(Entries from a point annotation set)

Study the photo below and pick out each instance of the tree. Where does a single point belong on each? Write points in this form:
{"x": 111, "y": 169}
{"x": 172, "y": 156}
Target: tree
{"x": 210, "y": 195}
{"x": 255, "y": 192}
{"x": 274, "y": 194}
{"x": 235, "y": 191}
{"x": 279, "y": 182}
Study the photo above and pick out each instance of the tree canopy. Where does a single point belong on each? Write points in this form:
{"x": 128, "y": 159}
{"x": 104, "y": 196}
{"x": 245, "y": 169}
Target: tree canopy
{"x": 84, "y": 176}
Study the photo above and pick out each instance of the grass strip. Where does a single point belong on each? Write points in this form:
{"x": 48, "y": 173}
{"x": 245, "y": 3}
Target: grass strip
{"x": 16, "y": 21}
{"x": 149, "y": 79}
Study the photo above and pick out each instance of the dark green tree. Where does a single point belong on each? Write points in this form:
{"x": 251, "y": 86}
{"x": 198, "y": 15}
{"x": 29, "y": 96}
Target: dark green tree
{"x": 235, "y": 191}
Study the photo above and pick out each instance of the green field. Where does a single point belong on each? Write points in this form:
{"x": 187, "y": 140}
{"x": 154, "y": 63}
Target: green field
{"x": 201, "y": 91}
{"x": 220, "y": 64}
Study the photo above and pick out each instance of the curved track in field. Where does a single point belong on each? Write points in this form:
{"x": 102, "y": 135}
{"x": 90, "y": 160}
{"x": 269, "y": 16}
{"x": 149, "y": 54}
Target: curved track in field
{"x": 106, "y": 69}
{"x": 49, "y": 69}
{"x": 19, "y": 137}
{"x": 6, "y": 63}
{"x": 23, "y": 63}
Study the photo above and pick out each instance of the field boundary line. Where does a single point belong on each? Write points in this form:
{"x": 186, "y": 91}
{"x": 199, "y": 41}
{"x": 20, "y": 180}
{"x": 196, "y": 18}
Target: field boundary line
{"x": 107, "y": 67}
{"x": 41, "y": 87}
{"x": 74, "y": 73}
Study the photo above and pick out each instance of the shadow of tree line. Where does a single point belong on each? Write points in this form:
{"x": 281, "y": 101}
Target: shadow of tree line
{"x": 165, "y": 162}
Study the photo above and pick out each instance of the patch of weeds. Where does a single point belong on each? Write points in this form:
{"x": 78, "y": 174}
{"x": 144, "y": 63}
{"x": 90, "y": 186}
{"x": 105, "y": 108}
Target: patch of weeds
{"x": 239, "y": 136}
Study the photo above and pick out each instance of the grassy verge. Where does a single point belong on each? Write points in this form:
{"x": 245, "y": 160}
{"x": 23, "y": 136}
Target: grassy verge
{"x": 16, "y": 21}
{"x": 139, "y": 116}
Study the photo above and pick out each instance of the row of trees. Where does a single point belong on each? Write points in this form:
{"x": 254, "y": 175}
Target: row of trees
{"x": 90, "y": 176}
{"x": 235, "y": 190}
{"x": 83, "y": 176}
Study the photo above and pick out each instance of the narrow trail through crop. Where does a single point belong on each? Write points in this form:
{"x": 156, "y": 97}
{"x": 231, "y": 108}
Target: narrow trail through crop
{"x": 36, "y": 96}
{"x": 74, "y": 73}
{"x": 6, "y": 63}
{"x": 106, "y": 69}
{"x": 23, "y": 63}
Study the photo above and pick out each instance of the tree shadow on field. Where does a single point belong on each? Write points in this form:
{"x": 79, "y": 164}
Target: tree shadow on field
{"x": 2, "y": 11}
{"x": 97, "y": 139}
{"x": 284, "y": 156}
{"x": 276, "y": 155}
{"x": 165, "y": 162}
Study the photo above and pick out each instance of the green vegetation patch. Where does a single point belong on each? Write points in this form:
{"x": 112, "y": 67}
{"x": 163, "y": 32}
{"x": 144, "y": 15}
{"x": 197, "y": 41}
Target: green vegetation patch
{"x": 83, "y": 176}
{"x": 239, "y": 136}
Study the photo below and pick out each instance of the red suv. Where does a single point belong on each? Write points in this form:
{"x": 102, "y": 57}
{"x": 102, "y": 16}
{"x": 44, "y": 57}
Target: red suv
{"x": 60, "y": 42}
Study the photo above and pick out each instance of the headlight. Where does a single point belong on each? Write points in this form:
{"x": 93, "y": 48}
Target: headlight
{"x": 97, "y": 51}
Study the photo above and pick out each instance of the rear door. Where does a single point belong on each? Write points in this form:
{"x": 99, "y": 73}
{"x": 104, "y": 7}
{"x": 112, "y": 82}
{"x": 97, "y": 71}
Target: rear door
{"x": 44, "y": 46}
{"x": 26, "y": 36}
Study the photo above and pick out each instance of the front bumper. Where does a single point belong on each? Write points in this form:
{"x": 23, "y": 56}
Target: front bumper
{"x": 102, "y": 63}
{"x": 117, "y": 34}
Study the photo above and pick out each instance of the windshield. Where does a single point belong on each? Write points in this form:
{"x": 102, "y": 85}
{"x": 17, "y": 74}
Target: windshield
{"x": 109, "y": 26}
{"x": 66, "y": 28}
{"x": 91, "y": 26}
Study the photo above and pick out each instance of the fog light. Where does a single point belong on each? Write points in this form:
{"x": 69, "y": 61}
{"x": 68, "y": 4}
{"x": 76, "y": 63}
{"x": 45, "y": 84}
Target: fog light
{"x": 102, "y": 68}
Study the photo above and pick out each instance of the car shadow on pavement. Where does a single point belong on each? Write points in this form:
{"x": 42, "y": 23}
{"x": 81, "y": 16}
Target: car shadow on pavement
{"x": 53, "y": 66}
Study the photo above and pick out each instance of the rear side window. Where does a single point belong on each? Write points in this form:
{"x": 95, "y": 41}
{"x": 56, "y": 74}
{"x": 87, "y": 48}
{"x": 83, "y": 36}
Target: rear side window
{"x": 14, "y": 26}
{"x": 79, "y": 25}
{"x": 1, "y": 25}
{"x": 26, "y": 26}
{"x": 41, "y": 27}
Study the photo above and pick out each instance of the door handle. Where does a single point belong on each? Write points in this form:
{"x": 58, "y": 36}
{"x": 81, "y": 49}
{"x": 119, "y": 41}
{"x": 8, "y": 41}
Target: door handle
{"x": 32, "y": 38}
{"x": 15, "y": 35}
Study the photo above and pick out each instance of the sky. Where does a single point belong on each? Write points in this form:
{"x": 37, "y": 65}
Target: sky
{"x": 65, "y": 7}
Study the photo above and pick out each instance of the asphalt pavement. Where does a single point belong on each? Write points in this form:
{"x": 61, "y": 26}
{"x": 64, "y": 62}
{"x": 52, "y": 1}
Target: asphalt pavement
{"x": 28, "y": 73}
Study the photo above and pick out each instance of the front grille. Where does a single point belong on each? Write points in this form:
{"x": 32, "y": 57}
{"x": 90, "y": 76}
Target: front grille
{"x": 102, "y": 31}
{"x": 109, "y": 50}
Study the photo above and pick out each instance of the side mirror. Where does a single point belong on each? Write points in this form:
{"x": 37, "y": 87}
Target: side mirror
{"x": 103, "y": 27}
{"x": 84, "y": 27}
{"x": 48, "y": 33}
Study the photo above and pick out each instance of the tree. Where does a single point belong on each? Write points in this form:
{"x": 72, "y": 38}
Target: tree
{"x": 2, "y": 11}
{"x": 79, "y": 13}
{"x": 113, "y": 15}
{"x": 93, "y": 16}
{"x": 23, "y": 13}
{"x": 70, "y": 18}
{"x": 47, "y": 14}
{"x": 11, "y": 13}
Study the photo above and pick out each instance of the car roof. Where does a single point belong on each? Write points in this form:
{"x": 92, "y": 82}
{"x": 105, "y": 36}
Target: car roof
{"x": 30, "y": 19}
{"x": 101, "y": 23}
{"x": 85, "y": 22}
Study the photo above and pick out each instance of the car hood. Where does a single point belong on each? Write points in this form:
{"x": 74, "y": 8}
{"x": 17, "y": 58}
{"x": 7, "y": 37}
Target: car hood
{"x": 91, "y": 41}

* _Written request_: Rewrite the records as a Markdown table, beginning at the line that has "the car hood." and running through the end of the records. Use the columns Row and Line, number each row, and skip any blank lines.

* _Exercise response_:
| Row | Line |
|---|---|
| 1 | Study the photo above and pick out each instance of the car hood. Where does a single point belong on each? Write points in this form: |
| 2 | {"x": 74, "y": 8} |
| 3 | {"x": 17, "y": 58} |
| 4 | {"x": 7, "y": 37} |
| 5 | Target: car hood |
| 6 | {"x": 91, "y": 41} |